#### Data provided

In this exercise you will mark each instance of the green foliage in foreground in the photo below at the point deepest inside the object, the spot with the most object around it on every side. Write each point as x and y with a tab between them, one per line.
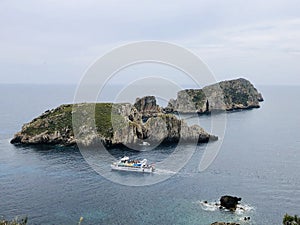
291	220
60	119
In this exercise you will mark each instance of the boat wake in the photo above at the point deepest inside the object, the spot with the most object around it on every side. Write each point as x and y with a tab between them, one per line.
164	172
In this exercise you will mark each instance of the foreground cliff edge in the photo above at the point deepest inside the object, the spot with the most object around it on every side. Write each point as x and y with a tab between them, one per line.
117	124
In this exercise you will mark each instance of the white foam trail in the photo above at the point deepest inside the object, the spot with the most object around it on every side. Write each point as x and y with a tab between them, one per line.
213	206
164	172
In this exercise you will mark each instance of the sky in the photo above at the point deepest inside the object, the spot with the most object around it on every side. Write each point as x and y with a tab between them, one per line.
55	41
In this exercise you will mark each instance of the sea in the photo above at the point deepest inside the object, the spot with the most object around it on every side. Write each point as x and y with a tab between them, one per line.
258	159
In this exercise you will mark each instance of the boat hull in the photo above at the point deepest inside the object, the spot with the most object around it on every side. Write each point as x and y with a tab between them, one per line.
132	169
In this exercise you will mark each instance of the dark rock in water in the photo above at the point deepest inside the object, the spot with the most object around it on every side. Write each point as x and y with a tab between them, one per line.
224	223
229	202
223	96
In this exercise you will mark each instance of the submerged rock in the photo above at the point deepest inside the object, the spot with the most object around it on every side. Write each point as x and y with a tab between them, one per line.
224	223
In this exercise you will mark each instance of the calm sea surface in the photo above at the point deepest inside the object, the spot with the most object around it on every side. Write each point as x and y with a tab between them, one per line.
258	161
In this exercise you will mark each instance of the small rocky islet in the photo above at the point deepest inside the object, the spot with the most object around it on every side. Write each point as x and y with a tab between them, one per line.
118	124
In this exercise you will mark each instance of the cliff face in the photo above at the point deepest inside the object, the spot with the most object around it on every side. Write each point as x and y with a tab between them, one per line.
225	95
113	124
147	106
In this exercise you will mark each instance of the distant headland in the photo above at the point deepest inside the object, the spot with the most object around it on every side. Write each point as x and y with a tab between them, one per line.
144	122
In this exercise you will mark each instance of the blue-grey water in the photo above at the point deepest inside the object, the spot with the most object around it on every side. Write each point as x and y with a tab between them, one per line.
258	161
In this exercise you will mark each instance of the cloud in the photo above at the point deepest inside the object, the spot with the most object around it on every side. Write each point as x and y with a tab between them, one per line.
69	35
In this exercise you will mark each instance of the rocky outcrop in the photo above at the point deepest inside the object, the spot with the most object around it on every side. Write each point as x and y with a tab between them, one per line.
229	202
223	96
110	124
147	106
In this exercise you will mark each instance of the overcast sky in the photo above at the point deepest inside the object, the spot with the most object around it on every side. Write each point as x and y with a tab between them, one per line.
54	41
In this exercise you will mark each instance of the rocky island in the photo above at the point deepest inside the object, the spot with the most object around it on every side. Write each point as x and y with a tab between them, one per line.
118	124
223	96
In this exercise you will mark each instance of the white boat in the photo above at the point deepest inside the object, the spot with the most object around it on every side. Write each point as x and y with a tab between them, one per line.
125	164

########
#### Data provided

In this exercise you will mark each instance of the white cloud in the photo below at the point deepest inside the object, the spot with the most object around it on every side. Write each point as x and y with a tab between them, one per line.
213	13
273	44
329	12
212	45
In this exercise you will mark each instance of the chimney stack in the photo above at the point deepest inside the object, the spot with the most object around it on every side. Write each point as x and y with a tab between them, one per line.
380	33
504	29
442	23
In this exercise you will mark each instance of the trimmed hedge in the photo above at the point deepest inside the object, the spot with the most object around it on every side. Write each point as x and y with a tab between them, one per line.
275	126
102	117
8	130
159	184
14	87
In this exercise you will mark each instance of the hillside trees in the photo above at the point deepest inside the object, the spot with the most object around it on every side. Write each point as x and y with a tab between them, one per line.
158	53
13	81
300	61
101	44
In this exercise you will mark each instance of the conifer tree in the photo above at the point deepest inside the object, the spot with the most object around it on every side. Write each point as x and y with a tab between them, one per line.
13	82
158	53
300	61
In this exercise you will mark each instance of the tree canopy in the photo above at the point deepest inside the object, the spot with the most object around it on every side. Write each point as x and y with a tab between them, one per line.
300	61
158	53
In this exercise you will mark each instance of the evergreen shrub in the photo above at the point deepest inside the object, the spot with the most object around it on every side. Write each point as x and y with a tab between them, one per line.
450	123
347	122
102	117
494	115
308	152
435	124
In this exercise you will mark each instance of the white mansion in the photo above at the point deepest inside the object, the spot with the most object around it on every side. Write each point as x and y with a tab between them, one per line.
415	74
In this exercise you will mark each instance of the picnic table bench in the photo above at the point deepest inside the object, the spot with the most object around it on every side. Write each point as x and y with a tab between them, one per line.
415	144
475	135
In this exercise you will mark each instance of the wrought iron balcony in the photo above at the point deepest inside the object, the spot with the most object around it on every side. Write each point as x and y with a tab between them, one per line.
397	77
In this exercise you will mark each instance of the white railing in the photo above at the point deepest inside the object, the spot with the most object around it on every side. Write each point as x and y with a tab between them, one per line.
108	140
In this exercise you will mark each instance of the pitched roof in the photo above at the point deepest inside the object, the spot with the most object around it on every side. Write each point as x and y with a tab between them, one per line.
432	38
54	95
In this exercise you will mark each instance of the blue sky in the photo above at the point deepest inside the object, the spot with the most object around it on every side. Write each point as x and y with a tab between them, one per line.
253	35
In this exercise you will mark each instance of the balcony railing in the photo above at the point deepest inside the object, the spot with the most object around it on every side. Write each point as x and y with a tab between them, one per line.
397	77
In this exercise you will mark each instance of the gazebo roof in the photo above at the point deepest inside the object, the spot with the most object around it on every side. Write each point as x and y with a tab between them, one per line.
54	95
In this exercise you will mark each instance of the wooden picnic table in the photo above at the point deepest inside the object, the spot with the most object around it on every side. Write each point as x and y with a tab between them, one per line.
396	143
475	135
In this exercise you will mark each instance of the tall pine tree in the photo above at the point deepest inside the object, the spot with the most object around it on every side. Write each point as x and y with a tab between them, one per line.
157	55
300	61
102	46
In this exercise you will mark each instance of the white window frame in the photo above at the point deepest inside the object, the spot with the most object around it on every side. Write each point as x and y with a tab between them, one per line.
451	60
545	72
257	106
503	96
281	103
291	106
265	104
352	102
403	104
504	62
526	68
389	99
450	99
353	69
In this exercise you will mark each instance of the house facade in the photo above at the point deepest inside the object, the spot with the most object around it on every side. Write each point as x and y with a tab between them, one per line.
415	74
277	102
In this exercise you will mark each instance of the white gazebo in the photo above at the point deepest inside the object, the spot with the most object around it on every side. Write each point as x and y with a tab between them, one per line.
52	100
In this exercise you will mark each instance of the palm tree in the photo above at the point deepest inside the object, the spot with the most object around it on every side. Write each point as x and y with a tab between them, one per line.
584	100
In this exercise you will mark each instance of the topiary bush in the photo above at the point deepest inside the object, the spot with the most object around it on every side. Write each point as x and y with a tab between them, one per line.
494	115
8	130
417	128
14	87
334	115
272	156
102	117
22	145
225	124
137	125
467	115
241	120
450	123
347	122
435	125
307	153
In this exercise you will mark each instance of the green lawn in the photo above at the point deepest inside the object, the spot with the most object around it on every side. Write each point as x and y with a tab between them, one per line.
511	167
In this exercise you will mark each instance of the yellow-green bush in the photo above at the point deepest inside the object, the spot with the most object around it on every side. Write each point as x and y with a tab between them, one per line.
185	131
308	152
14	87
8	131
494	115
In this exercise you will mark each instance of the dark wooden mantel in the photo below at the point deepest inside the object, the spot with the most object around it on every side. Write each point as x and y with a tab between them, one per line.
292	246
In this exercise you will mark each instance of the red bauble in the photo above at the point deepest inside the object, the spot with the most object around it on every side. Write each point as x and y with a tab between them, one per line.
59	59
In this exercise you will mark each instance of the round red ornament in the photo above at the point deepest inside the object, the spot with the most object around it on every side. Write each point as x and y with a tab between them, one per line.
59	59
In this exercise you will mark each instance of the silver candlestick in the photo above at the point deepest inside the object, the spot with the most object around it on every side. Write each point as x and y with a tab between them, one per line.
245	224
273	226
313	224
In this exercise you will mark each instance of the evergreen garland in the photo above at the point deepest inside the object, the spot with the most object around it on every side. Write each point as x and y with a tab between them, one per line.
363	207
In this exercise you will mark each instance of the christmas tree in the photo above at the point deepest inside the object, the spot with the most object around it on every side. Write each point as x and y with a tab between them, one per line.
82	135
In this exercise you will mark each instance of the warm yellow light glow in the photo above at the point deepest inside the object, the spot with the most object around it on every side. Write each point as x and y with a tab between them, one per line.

########
#### Data provided

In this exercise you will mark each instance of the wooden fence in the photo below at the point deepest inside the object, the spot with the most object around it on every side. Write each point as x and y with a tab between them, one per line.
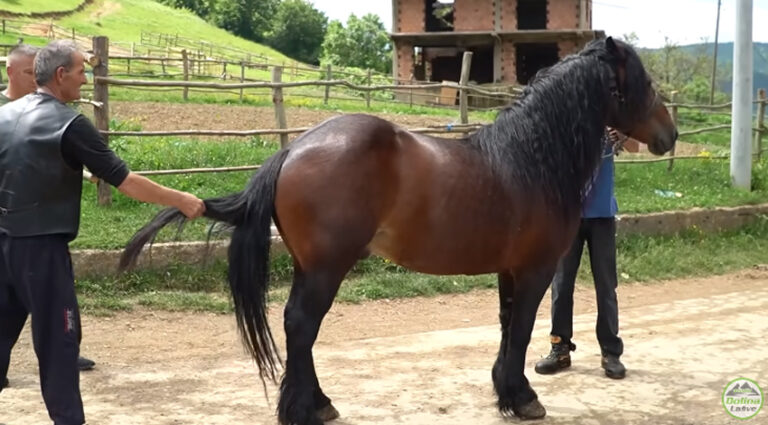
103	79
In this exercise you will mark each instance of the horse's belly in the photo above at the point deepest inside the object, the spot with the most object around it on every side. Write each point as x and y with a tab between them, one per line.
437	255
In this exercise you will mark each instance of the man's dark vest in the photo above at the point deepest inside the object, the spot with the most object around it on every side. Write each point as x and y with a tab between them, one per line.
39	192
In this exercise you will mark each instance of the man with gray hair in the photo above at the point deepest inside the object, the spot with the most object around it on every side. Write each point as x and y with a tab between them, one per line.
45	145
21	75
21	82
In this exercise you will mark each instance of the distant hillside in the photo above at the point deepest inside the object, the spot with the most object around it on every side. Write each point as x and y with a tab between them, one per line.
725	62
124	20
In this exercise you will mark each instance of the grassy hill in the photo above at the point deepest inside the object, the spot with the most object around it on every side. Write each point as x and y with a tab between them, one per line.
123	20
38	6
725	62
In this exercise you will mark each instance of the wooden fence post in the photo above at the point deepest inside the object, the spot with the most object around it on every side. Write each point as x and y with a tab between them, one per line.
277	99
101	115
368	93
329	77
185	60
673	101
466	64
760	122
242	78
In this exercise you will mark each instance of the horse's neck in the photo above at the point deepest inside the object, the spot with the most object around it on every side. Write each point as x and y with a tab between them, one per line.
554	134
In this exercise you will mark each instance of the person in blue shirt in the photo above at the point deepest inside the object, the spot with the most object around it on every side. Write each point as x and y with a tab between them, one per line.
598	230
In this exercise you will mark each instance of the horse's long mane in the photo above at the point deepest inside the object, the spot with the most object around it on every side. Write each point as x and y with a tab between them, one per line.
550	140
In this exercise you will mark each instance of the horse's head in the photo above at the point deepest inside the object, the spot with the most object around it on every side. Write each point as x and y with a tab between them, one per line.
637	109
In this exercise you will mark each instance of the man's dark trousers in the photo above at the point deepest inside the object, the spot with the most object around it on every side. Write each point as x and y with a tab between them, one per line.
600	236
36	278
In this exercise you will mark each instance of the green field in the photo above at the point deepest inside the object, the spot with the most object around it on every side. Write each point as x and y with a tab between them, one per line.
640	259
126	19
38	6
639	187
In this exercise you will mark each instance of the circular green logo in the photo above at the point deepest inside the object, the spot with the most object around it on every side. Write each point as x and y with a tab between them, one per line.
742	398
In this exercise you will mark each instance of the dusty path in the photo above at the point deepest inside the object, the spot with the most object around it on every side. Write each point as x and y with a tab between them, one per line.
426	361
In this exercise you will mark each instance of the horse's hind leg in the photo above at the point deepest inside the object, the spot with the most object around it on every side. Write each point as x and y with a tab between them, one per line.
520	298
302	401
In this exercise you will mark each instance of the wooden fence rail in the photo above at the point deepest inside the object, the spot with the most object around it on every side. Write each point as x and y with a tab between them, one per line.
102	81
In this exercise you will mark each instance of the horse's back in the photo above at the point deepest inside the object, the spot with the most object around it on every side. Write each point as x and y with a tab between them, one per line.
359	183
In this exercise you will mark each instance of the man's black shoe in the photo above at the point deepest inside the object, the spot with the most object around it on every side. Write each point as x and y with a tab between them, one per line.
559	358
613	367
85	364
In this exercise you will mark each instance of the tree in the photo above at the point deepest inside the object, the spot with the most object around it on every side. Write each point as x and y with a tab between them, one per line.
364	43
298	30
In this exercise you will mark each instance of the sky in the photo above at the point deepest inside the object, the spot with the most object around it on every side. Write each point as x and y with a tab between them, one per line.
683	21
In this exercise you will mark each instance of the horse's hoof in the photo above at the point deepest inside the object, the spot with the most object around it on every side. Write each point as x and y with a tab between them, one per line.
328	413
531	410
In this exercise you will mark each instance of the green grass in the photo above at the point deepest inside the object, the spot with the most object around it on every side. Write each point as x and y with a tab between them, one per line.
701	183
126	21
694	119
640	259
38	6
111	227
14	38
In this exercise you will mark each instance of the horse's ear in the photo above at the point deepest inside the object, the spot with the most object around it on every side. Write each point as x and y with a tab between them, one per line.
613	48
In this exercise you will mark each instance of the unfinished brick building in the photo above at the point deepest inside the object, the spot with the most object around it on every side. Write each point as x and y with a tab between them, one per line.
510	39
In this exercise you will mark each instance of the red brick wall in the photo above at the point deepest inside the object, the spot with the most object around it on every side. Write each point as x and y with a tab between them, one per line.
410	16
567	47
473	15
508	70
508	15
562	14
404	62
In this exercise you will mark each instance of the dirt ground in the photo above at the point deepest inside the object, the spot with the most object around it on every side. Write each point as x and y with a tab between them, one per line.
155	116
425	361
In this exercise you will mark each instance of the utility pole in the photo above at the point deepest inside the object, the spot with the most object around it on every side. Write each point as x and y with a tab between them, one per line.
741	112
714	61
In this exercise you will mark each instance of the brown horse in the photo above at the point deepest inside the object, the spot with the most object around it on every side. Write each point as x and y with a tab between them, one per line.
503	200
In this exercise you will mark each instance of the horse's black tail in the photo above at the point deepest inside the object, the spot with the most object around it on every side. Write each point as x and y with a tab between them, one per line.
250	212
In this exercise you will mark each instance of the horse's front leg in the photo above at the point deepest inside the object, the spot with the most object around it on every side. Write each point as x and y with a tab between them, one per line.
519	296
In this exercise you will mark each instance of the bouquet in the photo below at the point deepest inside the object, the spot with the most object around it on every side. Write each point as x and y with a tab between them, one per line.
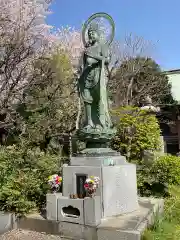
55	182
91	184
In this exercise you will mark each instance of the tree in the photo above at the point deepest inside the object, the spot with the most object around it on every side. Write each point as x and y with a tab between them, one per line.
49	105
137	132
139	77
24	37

########

Exercise aim:
Return the span of lines in the data above that opens at the line with "the evergreen garland" and closes at the line with "In this exercise you will mark each instance of the warm", exactly, ends included, nothing else.

Task response:
In this exercise you will mark each instance of the evergreen garland in the photo above at the point deepest inside the object, the spot with the most object around it on every side. Write each point as x and y with a tab between them, one per line.
363	207
In this exercise you will mark each instance of the christmas tree in the photo above at the point deepest inside the object, the spot with the most object around it on every side. Write each point as x and y with a tab between them, one per line.
82	135
In this exercise you will mark each instance of the warm yellow light glow in the photo above at the point deepest inside the object, the spot with the most object around it on every side. Write each point as x and y with a tab between them, one per line.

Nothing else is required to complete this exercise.